— BEGIN —

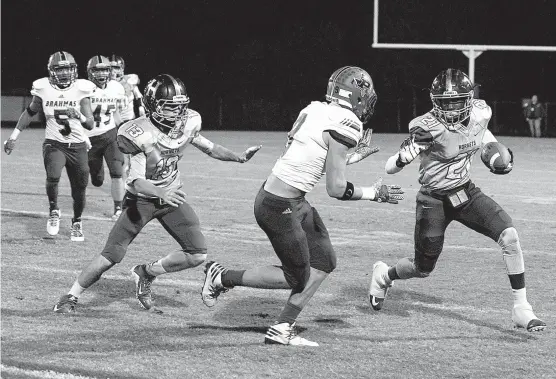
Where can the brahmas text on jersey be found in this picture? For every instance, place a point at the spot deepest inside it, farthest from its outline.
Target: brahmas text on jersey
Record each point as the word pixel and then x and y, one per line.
pixel 104 102
pixel 154 155
pixel 56 101
pixel 446 164
pixel 302 163
pixel 130 83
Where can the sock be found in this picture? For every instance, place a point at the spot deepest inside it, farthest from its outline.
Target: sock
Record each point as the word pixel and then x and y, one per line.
pixel 289 313
pixel 76 290
pixel 392 273
pixel 231 278
pixel 155 268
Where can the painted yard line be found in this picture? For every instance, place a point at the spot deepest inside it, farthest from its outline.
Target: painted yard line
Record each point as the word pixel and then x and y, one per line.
pixel 41 374
pixel 346 238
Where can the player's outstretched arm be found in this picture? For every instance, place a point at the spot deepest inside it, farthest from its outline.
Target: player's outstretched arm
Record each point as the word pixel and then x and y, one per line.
pixel 23 122
pixel 222 153
pixel 363 148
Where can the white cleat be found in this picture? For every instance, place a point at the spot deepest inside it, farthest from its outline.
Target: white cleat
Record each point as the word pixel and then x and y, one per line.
pixel 285 334
pixel 523 317
pixel 53 223
pixel 76 232
pixel 379 287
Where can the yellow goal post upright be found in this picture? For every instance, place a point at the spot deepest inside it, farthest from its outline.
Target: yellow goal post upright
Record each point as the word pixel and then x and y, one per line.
pixel 470 51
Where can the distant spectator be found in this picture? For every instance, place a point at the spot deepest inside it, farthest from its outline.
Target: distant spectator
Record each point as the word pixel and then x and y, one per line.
pixel 533 114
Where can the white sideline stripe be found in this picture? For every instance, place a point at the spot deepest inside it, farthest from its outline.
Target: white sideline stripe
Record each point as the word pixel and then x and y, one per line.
pixel 41 374
pixel 344 236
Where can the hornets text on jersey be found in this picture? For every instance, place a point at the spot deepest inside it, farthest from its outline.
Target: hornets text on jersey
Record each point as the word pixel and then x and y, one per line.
pixel 154 155
pixel 56 101
pixel 104 103
pixel 303 162
pixel 446 164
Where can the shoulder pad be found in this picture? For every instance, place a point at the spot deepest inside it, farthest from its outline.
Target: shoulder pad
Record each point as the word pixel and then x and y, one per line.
pixel 132 79
pixel 139 131
pixel 38 85
pixel 86 86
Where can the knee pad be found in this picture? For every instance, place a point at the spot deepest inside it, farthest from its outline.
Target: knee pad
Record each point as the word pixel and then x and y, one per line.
pixel 511 251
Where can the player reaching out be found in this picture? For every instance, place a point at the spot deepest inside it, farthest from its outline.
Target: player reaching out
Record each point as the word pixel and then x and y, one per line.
pixel 446 139
pixel 64 99
pixel 156 143
pixel 318 143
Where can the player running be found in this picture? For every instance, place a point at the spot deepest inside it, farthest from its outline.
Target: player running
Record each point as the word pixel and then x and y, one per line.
pixel 105 104
pixel 318 143
pixel 64 99
pixel 156 143
pixel 446 139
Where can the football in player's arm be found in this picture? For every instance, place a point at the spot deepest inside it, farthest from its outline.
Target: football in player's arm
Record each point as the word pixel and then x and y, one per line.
pixel 446 139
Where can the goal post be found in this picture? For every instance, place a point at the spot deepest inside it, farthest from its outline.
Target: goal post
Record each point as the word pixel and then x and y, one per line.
pixel 471 51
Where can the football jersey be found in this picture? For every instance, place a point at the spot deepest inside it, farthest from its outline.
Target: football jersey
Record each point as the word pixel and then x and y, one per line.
pixel 104 103
pixel 446 164
pixel 156 155
pixel 130 83
pixel 303 162
pixel 56 101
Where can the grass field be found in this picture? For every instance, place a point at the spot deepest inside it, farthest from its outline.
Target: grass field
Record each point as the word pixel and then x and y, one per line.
pixel 454 324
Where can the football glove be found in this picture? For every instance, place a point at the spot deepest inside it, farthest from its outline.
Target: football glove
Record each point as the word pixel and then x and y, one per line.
pixel 409 150
pixel 9 145
pixel 508 168
pixel 248 154
pixel 387 193
pixel 363 148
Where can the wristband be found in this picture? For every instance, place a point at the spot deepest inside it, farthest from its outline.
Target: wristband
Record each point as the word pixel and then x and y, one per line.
pixel 369 193
pixel 15 134
pixel 348 193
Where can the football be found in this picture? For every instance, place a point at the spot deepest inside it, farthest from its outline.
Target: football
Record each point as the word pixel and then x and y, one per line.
pixel 495 156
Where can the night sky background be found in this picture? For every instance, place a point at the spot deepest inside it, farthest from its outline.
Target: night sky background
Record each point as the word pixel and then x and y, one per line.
pixel 261 61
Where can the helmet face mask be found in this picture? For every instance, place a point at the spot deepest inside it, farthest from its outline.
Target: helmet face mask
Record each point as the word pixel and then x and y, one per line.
pixel 352 88
pixel 62 69
pixel 166 102
pixel 451 95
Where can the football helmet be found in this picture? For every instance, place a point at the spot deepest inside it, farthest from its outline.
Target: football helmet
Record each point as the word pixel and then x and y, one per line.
pixel 352 88
pixel 451 95
pixel 118 66
pixel 99 70
pixel 166 101
pixel 62 69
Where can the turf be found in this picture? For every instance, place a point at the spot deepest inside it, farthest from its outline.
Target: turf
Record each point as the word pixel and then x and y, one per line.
pixel 454 324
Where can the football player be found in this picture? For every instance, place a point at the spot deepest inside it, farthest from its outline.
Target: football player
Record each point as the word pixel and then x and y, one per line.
pixel 106 103
pixel 156 143
pixel 65 101
pixel 318 143
pixel 446 139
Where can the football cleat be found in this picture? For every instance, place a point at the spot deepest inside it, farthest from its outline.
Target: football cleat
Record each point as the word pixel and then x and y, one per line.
pixel 117 213
pixel 285 334
pixel 53 223
pixel 66 304
pixel 143 283
pixel 212 287
pixel 76 231
pixel 379 288
pixel 523 317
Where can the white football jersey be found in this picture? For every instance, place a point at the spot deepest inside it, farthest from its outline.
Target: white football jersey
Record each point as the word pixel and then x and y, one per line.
pixel 303 162
pixel 56 101
pixel 156 159
pixel 104 102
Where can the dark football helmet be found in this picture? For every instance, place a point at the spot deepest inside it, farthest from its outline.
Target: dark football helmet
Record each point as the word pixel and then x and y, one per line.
pixel 62 69
pixel 352 88
pixel 118 66
pixel 452 94
pixel 166 101
pixel 99 70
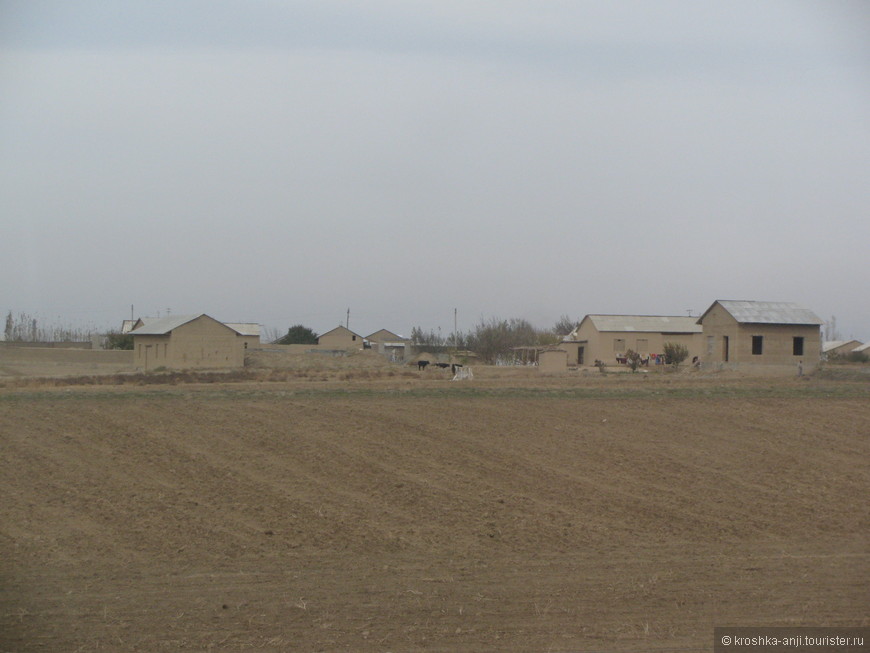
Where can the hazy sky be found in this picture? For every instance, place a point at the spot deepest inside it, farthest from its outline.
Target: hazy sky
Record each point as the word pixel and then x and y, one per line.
pixel 281 162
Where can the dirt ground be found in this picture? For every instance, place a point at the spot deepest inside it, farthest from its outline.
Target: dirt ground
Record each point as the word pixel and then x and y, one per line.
pixel 391 510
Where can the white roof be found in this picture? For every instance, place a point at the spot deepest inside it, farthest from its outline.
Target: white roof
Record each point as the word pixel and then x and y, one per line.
pixel 751 312
pixel 641 324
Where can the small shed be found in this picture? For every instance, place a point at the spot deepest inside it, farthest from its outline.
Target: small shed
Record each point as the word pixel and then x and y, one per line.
pixel 753 333
pixel 388 344
pixel 553 361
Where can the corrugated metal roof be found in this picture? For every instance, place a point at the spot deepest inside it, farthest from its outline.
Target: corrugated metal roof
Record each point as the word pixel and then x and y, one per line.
pixel 751 312
pixel 162 325
pixel 646 323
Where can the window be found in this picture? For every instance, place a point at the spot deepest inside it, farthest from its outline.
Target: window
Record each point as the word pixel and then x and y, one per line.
pixel 797 346
pixel 757 345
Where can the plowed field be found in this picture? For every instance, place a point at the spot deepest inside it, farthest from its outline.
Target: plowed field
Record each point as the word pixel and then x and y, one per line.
pixel 403 516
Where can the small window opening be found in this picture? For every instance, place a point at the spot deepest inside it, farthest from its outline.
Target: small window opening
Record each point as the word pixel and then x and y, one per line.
pixel 757 345
pixel 797 346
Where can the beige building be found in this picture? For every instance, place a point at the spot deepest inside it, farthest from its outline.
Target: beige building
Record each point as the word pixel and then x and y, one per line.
pixel 839 347
pixel 388 344
pixel 340 338
pixel 738 334
pixel 189 341
pixel 608 337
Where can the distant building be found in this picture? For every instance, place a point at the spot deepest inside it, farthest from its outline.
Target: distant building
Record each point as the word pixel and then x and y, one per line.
pixel 751 333
pixel 608 337
pixel 189 342
pixel 553 361
pixel 340 338
pixel 388 344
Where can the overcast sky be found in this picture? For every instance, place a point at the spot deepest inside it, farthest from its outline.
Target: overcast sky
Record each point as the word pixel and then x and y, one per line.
pixel 282 161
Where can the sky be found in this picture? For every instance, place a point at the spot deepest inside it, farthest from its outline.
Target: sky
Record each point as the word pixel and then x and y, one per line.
pixel 431 162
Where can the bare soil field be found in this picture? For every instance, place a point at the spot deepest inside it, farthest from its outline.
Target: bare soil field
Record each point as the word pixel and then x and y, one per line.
pixel 381 509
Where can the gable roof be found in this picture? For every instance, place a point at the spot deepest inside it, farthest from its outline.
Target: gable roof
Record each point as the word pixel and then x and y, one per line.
pixel 752 312
pixel 244 328
pixel 385 336
pixel 828 345
pixel 641 324
pixel 162 325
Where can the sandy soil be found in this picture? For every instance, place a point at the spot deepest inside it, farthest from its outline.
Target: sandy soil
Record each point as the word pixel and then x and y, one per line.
pixel 404 512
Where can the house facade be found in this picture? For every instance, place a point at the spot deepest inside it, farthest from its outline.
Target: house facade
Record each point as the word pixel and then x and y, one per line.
pixel 738 334
pixel 340 338
pixel 607 338
pixel 188 342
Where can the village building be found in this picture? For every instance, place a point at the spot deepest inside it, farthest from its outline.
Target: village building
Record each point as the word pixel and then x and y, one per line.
pixel 553 361
pixel 388 344
pixel 834 348
pixel 249 333
pixel 190 342
pixel 340 338
pixel 607 338
pixel 751 334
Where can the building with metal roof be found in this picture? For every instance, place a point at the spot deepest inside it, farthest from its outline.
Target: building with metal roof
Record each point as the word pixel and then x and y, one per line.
pixel 839 347
pixel 742 334
pixel 607 338
pixel 189 341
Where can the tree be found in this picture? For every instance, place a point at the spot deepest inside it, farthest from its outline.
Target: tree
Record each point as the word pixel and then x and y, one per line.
pixel 298 335
pixel 495 338
pixel 675 353
pixel 633 359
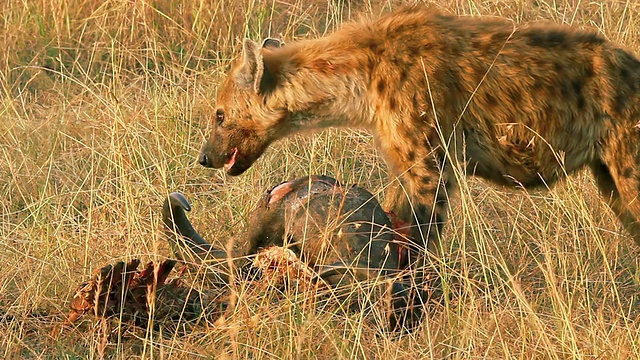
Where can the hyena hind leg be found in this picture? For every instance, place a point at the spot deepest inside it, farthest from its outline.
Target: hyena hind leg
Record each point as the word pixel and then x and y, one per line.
pixel 621 191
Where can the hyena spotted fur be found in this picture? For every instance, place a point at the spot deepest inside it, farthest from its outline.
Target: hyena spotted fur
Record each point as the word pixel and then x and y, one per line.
pixel 516 104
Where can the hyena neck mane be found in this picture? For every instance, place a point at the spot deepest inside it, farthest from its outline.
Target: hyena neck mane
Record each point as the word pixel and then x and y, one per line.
pixel 319 83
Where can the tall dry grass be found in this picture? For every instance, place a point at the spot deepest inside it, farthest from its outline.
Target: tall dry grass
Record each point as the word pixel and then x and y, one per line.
pixel 96 129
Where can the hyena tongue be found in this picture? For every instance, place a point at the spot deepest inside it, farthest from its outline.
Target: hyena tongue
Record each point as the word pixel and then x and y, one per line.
pixel 232 159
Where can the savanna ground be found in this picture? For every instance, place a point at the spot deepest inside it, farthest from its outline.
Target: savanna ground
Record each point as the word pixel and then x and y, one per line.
pixel 96 128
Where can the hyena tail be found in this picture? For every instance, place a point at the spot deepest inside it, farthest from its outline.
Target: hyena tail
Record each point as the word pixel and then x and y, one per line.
pixel 617 175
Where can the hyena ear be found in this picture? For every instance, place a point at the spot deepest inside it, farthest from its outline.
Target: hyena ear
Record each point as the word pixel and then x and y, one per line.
pixel 253 73
pixel 252 70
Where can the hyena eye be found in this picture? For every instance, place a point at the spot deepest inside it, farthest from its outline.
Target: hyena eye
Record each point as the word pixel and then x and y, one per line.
pixel 219 116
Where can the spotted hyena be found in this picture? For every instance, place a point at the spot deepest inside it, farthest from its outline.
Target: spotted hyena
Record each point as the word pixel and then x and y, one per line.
pixel 516 104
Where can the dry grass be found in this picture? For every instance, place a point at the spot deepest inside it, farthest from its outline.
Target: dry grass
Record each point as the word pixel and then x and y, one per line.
pixel 96 129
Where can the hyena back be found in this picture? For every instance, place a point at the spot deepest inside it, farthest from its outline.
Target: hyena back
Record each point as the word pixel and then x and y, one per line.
pixel 517 104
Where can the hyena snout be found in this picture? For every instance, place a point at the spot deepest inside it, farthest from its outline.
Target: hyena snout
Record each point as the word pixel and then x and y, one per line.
pixel 204 160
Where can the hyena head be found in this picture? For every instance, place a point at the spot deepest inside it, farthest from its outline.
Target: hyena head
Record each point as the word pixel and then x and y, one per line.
pixel 242 125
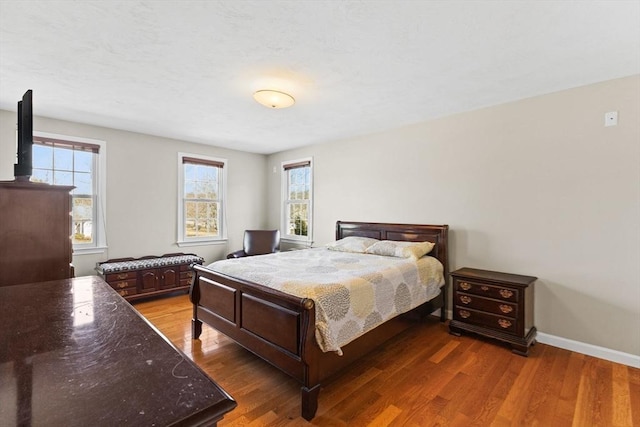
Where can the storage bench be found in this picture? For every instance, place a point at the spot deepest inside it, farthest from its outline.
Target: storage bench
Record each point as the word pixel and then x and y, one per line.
pixel 135 278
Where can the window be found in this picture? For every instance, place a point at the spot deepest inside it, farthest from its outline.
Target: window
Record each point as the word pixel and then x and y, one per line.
pixel 201 205
pixel 77 162
pixel 297 195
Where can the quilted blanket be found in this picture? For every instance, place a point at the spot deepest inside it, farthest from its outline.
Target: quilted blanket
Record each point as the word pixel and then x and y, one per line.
pixel 353 293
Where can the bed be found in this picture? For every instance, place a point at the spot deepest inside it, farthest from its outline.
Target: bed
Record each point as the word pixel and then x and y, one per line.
pixel 238 308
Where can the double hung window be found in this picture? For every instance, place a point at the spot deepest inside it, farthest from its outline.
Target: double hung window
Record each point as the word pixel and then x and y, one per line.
pixel 297 195
pixel 77 162
pixel 202 197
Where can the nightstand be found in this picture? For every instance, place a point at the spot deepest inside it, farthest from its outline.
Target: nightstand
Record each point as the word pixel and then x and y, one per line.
pixel 496 305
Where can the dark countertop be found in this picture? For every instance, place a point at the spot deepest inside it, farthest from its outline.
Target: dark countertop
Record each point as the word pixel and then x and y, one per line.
pixel 74 353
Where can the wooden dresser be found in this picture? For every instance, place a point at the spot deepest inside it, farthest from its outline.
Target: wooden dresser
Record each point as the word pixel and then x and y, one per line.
pixel 149 276
pixel 496 305
pixel 35 232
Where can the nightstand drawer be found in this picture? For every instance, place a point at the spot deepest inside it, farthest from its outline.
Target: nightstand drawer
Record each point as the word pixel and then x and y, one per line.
pixel 487 320
pixel 122 284
pixel 485 304
pixel 115 277
pixel 485 290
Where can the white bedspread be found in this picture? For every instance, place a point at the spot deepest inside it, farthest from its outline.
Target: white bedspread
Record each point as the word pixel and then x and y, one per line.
pixel 353 293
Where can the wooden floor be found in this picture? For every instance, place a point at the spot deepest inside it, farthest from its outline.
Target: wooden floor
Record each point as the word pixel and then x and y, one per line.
pixel 424 377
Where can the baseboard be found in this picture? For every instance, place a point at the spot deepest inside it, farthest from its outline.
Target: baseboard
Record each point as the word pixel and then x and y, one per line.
pixel 580 347
pixel 590 350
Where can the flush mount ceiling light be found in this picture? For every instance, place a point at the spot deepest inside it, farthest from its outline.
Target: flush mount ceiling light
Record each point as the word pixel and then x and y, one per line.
pixel 274 98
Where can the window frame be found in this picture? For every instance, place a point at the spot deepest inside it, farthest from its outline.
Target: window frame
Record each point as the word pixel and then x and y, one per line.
pixel 182 238
pixel 285 201
pixel 99 177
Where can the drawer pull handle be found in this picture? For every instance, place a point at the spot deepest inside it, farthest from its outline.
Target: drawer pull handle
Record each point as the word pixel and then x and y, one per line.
pixel 465 299
pixel 506 293
pixel 504 323
pixel 505 308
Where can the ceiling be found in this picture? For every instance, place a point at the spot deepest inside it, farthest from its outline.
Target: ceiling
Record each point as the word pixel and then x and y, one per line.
pixel 187 69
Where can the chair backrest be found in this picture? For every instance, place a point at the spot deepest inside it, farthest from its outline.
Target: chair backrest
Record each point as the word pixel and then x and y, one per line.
pixel 260 242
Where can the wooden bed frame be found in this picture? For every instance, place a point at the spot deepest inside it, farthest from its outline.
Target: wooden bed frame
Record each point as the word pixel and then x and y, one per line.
pixel 239 309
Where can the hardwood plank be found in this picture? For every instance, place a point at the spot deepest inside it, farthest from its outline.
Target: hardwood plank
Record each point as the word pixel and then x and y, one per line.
pixel 424 377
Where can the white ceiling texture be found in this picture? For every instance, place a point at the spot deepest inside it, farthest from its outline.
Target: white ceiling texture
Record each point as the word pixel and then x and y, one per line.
pixel 187 69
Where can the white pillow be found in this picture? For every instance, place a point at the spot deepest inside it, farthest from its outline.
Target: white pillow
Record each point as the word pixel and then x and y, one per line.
pixel 353 244
pixel 415 250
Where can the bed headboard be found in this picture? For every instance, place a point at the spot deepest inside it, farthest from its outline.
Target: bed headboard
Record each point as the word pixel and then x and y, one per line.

— END —

Please repeat, word for word, the part of the records that opens with the line containing "Where can the grass" and closes with the line containing "pixel 495 156", including both of those lines.

Where can the grass field be found in this picture? For every instance, place a point at the spot deepest inside it, farthest from its outline.
Target: grass field
Record each point as the word pixel and then x and y, one per line.
pixel 454 324
Where can the football glove be found in this picture? For every instance, place a point at the spot deepest inside it, farthest from its outline.
Target: football glove
Record each point as the word pixel and then x and y, one per line.
pixel 409 150
pixel 9 145
pixel 508 168
pixel 248 154
pixel 387 193
pixel 363 148
Where can the wristband be found in this picture? For every instance, place a point at the spot deepest inside it, farthest from its outline.
Target: wristband
Record each point as the word pixel and then x and y, one per line.
pixel 369 193
pixel 15 134
pixel 348 193
Where can the football be found in this picture? For every instance, place a point at the spot deepest inside it, farthest from its outline.
Target: football
Record each point as the word pixel and then x and y, one per line.
pixel 495 156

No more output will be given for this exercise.